* READING TEXT *
——
By Wednesday there will be a bundle of sketched out solutions to review. Time will be spent critiquing them each, choosing the best option, and finally outlining a step-by-step plan to build your prototype.
Thursday is dedicated to creating the prototype based on the plan made on Wednesday. A realistic facade is all you need to test with customers. Part of the day will be spent preparing for Friday’s tests by confirming the schedule, reviewing the prototype, and writing an interview script.
By Friday the goal has been met for the sprint and a prototype has been produced by the team. On this day interviews will take place with test users. The team will learn from their feedback and how they react to the week’s work. Notes taken will show if improvements have to be made or if the team can move onto the next idea’s prototype.
This final process was developed by Eric Ries to get a desired product in front of the customer faster. It’s all about avoiding chaos and testing your idea continuously. This methodology emphasizes speed, not unlike the GV Design Sprint we discussed prior. Let’s take a look at what Eric puts into his Build-Measure-Learn loop:
This step revolves around building the future product. They focus on building an MVP prototype, not spending huge amounts of time and resources on costly market research and extensive planning.
The team then moves onto gathering feedback from potential customers. This data can be used to find problem areas that can be focused on for improvement. The parameters for the data set prior to launch will generate insights in the next phase.
The final phase is where the team’s assumptions about the product get compared to the actual data from the last phase. They will decide to either continue pursuing the development as is or start from scratch. The option of starting from scratch is called pivoting.
——
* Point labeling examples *
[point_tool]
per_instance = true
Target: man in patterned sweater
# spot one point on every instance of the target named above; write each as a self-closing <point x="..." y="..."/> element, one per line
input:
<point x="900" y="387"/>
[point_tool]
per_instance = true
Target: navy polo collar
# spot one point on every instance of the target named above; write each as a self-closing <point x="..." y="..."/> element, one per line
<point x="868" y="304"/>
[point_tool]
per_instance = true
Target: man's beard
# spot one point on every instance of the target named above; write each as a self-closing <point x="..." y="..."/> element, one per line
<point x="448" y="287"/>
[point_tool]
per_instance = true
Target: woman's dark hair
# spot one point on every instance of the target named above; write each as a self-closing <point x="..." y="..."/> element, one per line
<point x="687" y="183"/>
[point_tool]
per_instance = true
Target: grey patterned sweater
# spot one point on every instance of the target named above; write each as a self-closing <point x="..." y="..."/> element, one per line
——
* TASKS TO CARRY OUT *
[A] In the product development passage, what is the option of starting from scratch called?
[B] Return every line of the point labeling records above, word for word and unchanged.

* ANSWERS BELOW *
[A] It is called pivoting.

[B]
[point_tool]
per_instance = true
Target: man in patterned sweater
# spot one point on every instance of the target named above; write each as a self-closing <point x="..." y="..."/> element, one per line
input:
<point x="900" y="387"/>
[point_tool]
per_instance = true
Target: navy polo collar
# spot one point on every instance of the target named above; write each as a self-closing <point x="..." y="..."/> element, one per line
<point x="868" y="304"/>
[point_tool]
per_instance = true
Target: man's beard
# spot one point on every instance of the target named above; write each as a self-closing <point x="..." y="..."/> element, one per line
<point x="448" y="287"/>
[point_tool]
per_instance = true
Target: woman's dark hair
# spot one point on every instance of the target named above; write each as a self-closing <point x="..." y="..."/> element, one per line
<point x="687" y="183"/>
[point_tool]
per_instance = true
Target: grey patterned sweater
# spot one point on every instance of the target named above; write each as a self-closing <point x="..." y="..."/> element, one per line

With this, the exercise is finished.